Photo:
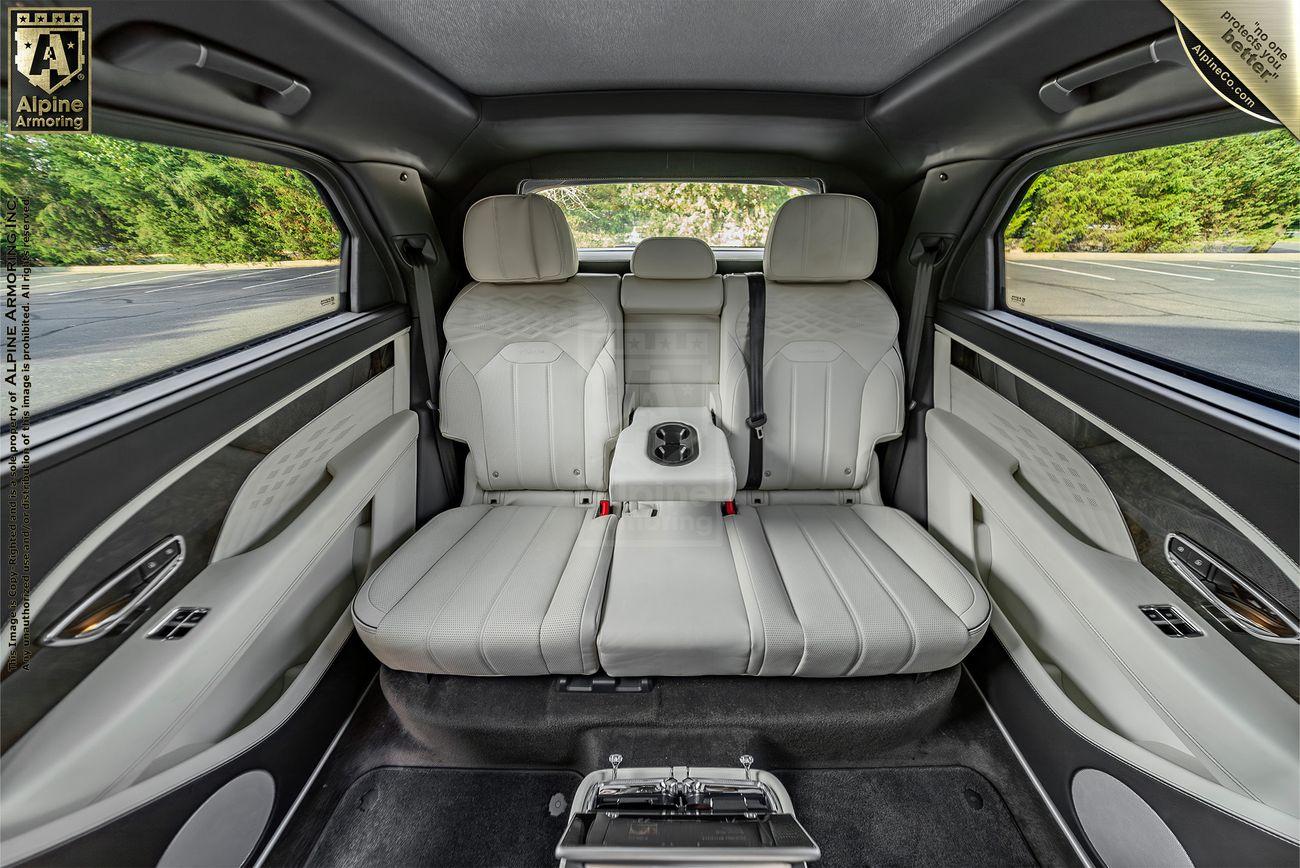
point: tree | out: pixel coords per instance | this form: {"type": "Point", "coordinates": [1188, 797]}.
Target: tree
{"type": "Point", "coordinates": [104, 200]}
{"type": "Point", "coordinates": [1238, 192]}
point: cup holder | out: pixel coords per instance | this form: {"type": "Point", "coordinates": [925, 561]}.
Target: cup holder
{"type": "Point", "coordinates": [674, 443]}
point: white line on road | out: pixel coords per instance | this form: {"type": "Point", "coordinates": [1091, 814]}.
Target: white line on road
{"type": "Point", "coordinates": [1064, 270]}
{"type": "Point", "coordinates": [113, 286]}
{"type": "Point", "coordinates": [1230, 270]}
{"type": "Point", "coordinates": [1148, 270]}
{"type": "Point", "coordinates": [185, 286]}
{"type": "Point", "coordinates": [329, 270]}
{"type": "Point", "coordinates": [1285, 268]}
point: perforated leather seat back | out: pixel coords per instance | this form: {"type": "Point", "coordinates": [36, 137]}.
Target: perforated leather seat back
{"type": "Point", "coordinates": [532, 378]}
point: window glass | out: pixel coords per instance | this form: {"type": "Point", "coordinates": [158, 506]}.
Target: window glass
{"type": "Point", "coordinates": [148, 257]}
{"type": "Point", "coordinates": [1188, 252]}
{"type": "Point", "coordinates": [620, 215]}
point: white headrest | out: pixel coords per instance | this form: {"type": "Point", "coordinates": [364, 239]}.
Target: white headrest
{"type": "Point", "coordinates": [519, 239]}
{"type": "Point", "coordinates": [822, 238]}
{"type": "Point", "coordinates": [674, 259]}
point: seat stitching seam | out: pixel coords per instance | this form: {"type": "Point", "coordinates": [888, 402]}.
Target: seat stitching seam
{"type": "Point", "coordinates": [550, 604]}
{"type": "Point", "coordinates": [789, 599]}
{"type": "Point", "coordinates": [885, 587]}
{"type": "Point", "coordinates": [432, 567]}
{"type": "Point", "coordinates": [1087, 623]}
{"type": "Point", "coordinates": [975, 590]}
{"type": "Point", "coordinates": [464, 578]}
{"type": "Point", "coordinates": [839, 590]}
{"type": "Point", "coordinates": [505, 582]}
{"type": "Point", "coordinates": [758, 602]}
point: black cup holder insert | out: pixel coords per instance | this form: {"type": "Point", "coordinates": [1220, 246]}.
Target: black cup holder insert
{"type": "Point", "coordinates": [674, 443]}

──────

Exercise.
From the first record to the last, restate everything exactly but omit the pictures.

Solution for this problem.
Photo:
point: tree | out: pixel coords per instance | this form: {"type": "Point", "coordinates": [1188, 797]}.
Target: tree
{"type": "Point", "coordinates": [104, 200]}
{"type": "Point", "coordinates": [1238, 192]}
point: cup holder | out: pixel coords per instance | this form: {"type": "Point", "coordinates": [925, 561]}.
Target: cup holder
{"type": "Point", "coordinates": [674, 443]}
point: white line on road | out: pixel coords per instance | this form: {"type": "Point", "coordinates": [1091, 814]}.
Target: white line on road
{"type": "Point", "coordinates": [1064, 270]}
{"type": "Point", "coordinates": [113, 286]}
{"type": "Point", "coordinates": [1230, 270]}
{"type": "Point", "coordinates": [1148, 270]}
{"type": "Point", "coordinates": [185, 286]}
{"type": "Point", "coordinates": [329, 270]}
{"type": "Point", "coordinates": [1285, 268]}
point: perforated leather seat back | out: pixel coords per instance | this form: {"type": "Point", "coordinates": [36, 137]}.
Target: perforated leather seat back
{"type": "Point", "coordinates": [532, 378]}
point: window glass | out: pixel coords per instance | this form: {"type": "Point", "coordinates": [158, 506]}.
Target: window glass
{"type": "Point", "coordinates": [148, 257]}
{"type": "Point", "coordinates": [1188, 252]}
{"type": "Point", "coordinates": [620, 215]}
point: white headrest | out: pixel coords per instance | this form: {"type": "Point", "coordinates": [364, 239]}.
Target: white headrest
{"type": "Point", "coordinates": [519, 239]}
{"type": "Point", "coordinates": [822, 238]}
{"type": "Point", "coordinates": [674, 259]}
point: seat stitching seam | out: pixel coords per instance | this form: {"type": "Point", "coordinates": [888, 402]}.
Target: seat stitching seam
{"type": "Point", "coordinates": [550, 604]}
{"type": "Point", "coordinates": [789, 599]}
{"type": "Point", "coordinates": [885, 587]}
{"type": "Point", "coordinates": [432, 567]}
{"type": "Point", "coordinates": [1087, 623]}
{"type": "Point", "coordinates": [975, 590]}
{"type": "Point", "coordinates": [464, 578]}
{"type": "Point", "coordinates": [839, 590]}
{"type": "Point", "coordinates": [505, 582]}
{"type": "Point", "coordinates": [758, 602]}
point: black cup holder insert | out: pixel coords per instance | this form: {"type": "Point", "coordinates": [1220, 246]}.
Target: black cup holder insert
{"type": "Point", "coordinates": [674, 443]}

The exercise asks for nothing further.